Material for the task:
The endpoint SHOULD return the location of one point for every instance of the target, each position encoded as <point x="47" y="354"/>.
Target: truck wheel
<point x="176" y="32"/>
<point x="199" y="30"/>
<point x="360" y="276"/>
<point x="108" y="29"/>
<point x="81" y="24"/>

Task objective:
Rewrite the whole listing above as a numbered list, one line per item, with any blank lines dropped.

Output for this task:
1. The endpoint SHOULD return the location of one point for every instance of the target, each position encoded as <point x="47" y="354"/>.
2. Target: truck wheel
3. <point x="176" y="32"/>
4. <point x="199" y="30"/>
5. <point x="360" y="276"/>
6. <point x="108" y="29"/>
7. <point x="81" y="24"/>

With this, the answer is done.